**Listed entries**.
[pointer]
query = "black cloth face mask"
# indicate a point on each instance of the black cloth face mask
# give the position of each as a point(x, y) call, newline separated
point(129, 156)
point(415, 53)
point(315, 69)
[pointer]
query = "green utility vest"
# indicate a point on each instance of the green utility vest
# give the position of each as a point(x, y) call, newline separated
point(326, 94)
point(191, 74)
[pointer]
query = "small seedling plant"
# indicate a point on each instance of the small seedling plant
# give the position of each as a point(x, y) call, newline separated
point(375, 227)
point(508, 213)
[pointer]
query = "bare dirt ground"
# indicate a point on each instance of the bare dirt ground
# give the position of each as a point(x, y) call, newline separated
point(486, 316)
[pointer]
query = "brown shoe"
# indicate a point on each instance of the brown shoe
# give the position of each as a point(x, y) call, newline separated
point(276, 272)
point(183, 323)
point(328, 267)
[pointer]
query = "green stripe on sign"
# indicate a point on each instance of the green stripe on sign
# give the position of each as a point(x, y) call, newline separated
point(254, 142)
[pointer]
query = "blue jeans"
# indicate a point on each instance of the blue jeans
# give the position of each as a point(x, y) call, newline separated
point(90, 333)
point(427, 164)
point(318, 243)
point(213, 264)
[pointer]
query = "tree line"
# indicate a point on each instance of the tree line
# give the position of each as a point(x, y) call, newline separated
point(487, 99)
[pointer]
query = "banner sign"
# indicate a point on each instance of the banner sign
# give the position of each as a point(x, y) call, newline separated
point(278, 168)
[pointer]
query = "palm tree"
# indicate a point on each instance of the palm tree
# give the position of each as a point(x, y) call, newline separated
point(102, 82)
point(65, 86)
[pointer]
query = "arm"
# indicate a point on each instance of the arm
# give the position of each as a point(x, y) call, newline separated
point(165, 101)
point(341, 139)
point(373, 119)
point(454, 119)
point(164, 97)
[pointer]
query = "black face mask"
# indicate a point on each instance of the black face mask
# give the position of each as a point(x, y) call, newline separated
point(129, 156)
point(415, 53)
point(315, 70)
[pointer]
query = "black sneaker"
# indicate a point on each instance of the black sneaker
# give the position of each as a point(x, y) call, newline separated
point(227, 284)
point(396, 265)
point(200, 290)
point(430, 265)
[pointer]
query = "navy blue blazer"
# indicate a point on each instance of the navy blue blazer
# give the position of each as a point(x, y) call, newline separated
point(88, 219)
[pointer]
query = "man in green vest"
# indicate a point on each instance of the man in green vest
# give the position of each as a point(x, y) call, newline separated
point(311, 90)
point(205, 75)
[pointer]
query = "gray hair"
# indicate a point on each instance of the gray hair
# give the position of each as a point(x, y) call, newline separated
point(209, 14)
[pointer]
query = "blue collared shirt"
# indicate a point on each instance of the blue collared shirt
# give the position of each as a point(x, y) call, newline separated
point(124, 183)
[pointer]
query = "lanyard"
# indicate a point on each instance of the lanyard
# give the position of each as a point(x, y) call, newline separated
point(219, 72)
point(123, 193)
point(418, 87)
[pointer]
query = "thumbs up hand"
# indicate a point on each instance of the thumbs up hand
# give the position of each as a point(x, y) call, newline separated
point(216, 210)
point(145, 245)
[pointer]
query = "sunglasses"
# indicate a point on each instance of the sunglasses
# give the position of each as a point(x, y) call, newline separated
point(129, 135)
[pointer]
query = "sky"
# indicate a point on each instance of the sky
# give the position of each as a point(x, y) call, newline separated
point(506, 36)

**Task directions**. Rewrite the stretch from the start of the records through the line containing "point(213, 264)", putting "green safety vest" wherever "green utility vest" appears and changing nothing else.

**Solution for this task**.
[pointer]
query = "black cloth face mask"
# indicate a point on each instance of the black cloth face mask
# give the position of each as a point(x, y) call, newline separated
point(129, 156)
point(415, 53)
point(315, 69)
[pointer]
query = "green safety vest"
# indicate a point on each instance of the green safety vest
# give the position of each as a point(x, y) call, newline separated
point(326, 94)
point(191, 74)
[pointer]
query = "small seedling plant"
# indicate a point on each instance of the small seedling plant
# give the position of each as a point(x, y) call, newline separated
point(375, 227)
point(508, 213)
[pointer]
query = "bare dirt ground"
# indicate a point on each instance of the bare dirt ground
# give the position of each as a point(x, y) call, newline separated
point(486, 316)
[pointer]
query = "brown shoe"
# indicate a point on each instance of the brown shoe
# give the position of each as a point(x, y) call, newline separated
point(276, 272)
point(183, 323)
point(328, 267)
[pointer]
query = "green stripe on sign"
# indicate a point on each instance of the green stripe on sign
# give the position of each as a point(x, y) call, newline separated
point(254, 142)
[pointer]
query = "blue jeans"
# indicate a point on each instance of the blue jeans
# give the position of each as a point(x, y) call, newline separated
point(90, 333)
point(427, 164)
point(318, 243)
point(213, 264)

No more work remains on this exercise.